Assignment.
Could you transcribe every record below exactly as it stands?

Supplied information.
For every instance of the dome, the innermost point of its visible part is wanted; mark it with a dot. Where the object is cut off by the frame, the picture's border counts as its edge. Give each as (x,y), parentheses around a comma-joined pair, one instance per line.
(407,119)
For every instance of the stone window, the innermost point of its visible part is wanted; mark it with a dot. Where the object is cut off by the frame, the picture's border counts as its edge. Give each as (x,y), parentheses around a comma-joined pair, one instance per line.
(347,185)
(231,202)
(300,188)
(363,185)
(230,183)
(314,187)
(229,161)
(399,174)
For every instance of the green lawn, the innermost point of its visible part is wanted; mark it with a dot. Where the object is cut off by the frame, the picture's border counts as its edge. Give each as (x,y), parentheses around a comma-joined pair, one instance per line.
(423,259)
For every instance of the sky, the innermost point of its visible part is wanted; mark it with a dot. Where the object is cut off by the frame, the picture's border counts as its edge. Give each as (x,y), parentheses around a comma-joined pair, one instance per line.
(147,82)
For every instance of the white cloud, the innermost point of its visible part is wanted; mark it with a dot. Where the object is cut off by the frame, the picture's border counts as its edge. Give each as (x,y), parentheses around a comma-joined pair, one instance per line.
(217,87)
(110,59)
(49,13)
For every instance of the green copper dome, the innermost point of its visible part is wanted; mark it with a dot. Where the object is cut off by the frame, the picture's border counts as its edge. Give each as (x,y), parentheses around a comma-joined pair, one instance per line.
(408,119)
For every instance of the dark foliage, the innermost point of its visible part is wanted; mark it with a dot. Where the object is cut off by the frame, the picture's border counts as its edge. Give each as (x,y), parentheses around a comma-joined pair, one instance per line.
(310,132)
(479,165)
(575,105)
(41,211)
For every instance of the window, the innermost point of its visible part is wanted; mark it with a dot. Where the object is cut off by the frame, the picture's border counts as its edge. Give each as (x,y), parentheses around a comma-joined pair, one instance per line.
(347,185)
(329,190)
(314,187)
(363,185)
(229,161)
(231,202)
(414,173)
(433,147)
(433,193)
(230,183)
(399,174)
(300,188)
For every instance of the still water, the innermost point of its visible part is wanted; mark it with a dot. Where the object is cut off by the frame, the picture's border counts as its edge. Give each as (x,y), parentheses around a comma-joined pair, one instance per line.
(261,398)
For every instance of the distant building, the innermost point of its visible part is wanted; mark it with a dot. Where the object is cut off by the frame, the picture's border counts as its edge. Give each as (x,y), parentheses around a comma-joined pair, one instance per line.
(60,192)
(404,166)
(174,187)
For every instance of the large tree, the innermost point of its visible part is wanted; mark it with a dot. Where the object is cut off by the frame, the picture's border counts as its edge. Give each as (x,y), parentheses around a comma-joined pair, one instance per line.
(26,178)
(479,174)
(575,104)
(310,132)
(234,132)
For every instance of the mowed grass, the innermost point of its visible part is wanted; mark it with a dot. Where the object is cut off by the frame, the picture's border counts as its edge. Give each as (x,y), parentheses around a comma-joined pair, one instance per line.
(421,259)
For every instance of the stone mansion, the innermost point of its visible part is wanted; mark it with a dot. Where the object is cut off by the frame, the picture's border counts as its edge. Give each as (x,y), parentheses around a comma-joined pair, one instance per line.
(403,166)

Exercise output.
For every instance of the dome, the innermost point of its visible part is wanted; mark it with a dot. Where the object is cut off by the frame, the picture's border counts as its edge. Give each as (x,y), parentheses around a comma-joined pair, one instance per line.
(407,119)
For every instance of the stone window, the innermost point of its visible part is wanted; mark it with a dot. Where the object is cut off by the frame, the picture's border counts as its edge. Give each as (x,y), parentheses around a comma-joined pair, one instance per line.
(347,185)
(231,202)
(300,188)
(363,185)
(230,183)
(314,187)
(229,161)
(399,174)
For every instance of the green lawn, the innermost point of its visible part is wanted; mark it with a dot. Where the object is cut off by the frame, the picture's border counts as its edge. Give each as (x,y), parentheses around a comma-joined pair, one instance per line.
(423,259)
For every instance of the sky, the innermost point of its visible part is wanted; mark it with a dot. Where the object is cut off by the frame, the picture's border counts as its edge. Give each as (x,y), parentheses around a comma-joined pair, one instance per line.
(147,82)
For every instance of the white cloud, the innermost point of its visible part is wanted; mark it with a dot. Where the object is cut off by the frame, the picture's border counts as its edge. Give each as (x,y), parentheses around a comma-joined pair, one instance per line.
(217,87)
(110,59)
(49,13)
For every instance of the green copper dome, the innermost point of its visible part is wanted; mark it with a dot. Where the object is cut off by the frame, the picture's border counts as its edge. Give each as (x,y), parentheses around a comma-joined pair, one instance per line.
(408,119)
For every instance of the dark foliage, the innermost point of its visible part is wanted; mark it with a dot. Where the object is cut off by the frame, the picture's border counts as its edge. Give each as (x,y), parentheses around a comma-joined pair, one instance per line.
(310,132)
(479,165)
(575,105)
(41,211)
For every instance of the window, the innermost point of its visible part is wanted; mark it with a dot. Where the object is cut off by the frame, the picture's border counts as its edge. Give each as (x,y), parentheses around a comma-joined pair, one instance per line.
(347,185)
(329,190)
(314,187)
(363,185)
(229,161)
(231,202)
(414,173)
(433,147)
(433,193)
(230,183)
(399,174)
(300,188)
For every instance of the still water, the innermost point of its visible part is wanted; mark it with a dot. Where the object is cut off by the frame, the picture's border counts as its edge. Give each as (x,y), parentheses around a comma-joined pair, one instance per line.
(261,398)
For every instance of the distant building, the innermost point of its visible part is wanted; mark it with a dot. Where the object is cut off by the frame, the picture's border counts as its edge. Give each as (x,y), parentheses around a comma-joined pair, one instance per line.
(60,192)
(404,166)
(174,187)
For every instance of the large tree, the innermost point of its visible part is wanted; mark it with a dot. Where the object is cut off by the frame, the picture's border counts as its edge. Give each as (x,y), parentheses around a comma-joined pair, one instance per line.
(26,178)
(479,174)
(575,104)
(310,132)
(234,132)
For every instance of the mowed grass, the innermost point of its visible part is wanted; mark it with a dot. Where the object is cut off by the frame, the picture's border counts as its edge. Give each as (x,y), parentheses around a comma-joined pair, one instance per line.
(421,259)
For every instance of the stone mansion, the innermost point of its visible part is wanted; mark it with a dot. Where the object is cut off by the frame, the picture's border counts as its edge. Give each as (x,y), parentheses around a comma-joined pair, one instance per line.
(403,166)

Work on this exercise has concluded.